Problem to work on:
Copy exactly the lines from the one containing "Tag one point on every instance of the team" through the last line of the records, both included, and nothing more.

•••••

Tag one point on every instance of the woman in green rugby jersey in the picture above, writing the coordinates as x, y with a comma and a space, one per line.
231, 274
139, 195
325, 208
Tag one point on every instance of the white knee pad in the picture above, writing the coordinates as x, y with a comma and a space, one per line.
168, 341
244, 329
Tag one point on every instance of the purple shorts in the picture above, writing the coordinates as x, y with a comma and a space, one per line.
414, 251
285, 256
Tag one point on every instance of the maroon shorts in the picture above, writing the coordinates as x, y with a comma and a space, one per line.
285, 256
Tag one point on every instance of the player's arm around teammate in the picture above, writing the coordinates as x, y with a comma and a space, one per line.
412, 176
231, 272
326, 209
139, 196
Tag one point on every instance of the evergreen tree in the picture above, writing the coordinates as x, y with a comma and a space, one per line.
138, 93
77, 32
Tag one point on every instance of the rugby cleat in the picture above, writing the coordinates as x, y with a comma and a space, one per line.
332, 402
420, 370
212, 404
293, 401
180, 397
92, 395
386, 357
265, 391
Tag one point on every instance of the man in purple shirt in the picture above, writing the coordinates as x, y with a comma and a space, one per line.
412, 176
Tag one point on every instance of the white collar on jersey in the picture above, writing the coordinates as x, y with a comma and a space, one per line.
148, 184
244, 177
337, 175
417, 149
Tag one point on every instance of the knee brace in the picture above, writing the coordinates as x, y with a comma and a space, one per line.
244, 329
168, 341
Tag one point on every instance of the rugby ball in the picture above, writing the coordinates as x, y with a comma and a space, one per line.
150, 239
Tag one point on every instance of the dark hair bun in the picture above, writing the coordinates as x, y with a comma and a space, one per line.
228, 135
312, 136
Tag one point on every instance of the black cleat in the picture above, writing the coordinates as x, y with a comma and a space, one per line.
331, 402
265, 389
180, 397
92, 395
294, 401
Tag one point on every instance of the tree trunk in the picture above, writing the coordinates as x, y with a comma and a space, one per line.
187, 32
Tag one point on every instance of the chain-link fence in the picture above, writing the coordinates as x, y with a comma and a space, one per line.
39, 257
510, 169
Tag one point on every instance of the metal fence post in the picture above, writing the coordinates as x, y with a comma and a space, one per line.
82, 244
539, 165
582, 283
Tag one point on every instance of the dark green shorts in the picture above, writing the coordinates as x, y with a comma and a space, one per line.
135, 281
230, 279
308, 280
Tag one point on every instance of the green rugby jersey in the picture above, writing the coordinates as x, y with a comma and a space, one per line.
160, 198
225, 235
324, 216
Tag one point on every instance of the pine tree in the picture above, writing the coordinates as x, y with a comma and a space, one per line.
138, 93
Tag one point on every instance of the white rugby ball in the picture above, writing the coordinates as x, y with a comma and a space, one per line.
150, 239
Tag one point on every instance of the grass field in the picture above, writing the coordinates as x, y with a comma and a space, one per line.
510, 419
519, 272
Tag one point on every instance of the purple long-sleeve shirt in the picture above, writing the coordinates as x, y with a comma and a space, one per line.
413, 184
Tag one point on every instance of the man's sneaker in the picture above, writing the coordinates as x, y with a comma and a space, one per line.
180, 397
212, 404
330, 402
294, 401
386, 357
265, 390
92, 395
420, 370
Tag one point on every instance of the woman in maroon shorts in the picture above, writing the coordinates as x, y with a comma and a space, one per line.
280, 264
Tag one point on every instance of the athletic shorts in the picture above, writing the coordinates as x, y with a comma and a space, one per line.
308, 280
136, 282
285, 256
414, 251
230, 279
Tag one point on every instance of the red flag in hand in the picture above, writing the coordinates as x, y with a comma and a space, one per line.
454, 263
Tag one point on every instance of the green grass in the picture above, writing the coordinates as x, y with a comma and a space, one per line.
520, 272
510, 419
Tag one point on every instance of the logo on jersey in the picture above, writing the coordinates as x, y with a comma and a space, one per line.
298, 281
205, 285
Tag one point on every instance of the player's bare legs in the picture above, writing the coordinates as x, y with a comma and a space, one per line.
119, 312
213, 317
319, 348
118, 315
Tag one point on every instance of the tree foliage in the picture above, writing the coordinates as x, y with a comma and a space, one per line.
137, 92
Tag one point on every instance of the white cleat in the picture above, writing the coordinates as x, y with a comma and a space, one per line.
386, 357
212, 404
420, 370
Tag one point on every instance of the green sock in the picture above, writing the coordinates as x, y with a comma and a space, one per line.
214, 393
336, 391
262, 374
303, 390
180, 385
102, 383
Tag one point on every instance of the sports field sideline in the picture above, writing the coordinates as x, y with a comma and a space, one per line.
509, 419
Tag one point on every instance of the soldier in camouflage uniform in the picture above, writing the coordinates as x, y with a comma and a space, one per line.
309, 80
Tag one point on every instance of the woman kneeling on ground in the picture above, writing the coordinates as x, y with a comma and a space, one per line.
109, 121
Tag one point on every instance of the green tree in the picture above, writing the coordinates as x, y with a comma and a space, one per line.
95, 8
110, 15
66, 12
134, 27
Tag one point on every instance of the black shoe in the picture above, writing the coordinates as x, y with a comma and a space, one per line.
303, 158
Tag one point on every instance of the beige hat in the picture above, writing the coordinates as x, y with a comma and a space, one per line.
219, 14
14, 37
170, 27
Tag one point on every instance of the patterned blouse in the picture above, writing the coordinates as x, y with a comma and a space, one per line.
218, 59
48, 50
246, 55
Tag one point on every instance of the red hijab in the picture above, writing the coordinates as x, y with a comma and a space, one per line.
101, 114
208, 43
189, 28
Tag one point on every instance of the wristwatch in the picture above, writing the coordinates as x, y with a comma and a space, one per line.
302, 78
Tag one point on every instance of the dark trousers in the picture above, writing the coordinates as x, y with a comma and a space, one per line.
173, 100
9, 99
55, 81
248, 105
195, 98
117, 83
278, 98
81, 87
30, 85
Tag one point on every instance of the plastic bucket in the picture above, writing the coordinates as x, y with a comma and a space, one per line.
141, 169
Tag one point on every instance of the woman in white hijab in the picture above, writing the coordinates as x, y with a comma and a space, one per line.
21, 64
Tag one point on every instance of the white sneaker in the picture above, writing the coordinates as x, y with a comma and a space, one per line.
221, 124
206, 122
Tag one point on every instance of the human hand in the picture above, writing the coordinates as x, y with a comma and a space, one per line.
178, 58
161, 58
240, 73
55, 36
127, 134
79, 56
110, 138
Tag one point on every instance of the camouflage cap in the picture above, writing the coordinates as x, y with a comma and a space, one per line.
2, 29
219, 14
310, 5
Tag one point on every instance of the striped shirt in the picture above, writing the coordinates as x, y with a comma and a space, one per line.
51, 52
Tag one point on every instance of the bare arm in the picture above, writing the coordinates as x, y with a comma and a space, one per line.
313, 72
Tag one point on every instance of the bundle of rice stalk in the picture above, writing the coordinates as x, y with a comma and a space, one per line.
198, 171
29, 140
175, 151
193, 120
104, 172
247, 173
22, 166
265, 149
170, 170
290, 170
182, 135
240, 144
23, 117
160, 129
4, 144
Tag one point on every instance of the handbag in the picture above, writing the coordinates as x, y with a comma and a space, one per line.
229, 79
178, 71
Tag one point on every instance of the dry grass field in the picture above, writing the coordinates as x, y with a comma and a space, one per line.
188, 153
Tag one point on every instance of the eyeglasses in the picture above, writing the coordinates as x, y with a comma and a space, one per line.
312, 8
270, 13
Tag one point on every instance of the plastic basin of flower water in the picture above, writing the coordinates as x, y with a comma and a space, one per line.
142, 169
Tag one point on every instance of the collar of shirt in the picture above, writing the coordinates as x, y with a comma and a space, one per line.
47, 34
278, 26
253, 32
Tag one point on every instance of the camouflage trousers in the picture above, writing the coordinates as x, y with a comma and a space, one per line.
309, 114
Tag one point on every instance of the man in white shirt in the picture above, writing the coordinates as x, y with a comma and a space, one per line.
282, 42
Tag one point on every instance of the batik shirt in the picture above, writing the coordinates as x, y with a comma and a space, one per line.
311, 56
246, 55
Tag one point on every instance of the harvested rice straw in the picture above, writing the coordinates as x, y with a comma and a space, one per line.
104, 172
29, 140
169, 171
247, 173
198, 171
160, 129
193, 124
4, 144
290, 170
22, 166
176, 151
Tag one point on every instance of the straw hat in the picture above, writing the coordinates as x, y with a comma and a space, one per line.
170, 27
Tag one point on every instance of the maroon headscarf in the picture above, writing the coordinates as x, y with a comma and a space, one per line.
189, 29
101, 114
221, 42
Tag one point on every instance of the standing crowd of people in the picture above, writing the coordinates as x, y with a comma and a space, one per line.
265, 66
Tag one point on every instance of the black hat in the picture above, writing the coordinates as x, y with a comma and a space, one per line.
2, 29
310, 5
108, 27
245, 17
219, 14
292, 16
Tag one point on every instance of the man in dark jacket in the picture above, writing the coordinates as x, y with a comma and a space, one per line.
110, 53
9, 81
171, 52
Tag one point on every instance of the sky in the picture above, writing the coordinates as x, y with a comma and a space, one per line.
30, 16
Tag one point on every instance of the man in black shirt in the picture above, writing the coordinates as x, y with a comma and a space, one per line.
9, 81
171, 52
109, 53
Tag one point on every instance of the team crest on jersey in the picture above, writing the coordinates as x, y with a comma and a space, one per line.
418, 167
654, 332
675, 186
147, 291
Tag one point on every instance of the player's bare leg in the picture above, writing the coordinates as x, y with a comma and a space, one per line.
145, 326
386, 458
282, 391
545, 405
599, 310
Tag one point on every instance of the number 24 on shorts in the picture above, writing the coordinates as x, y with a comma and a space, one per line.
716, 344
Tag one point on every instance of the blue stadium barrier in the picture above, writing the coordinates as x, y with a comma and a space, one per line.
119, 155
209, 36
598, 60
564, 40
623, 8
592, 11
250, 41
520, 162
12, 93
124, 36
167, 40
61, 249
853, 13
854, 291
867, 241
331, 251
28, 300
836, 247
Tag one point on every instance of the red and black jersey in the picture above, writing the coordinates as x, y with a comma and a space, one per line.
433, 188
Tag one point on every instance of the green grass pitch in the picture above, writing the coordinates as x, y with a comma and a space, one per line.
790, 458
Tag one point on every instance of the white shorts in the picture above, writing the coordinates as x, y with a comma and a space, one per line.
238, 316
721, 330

•••••

Exercise response:
Tag one point on every instance of the team crest on jersey in the picture above, writing the coordinates as x, y with a comma and a space, one per line.
418, 167
654, 332
675, 186
147, 291
Tag one point on every instance of the player's bare leg in the picture above, writing the coordinates as x, y with a comma and a space, one per line.
145, 326
386, 458
282, 391
545, 405
599, 310
Tag one point on every instance of the number 24 on shorts in the picture above, writing the coordinates as x, y with a comma and a space, one per line.
716, 344
Tag one point on every instance of the blue stadium barrier in the picture above, writing the coordinates as x, y with a comma and a space, one per line.
119, 155
209, 36
598, 60
564, 40
623, 8
592, 11
250, 41
520, 162
12, 93
124, 36
167, 40
61, 249
853, 13
854, 291
867, 241
331, 251
28, 300
836, 247
Tag one point on every instance of the red and black jersey in the picture above, writing the coordinates as x, y with a comma and a space, one per line.
433, 188
Tag one point on every instance of the green grass pitch in the picture above, writing the coordinates as x, y with a comma and a space, one per line.
790, 458
Tag one point on every instance of the white shorts in the picture above, writing the coordinates as x, y with a comma and a space, one per line.
238, 316
721, 330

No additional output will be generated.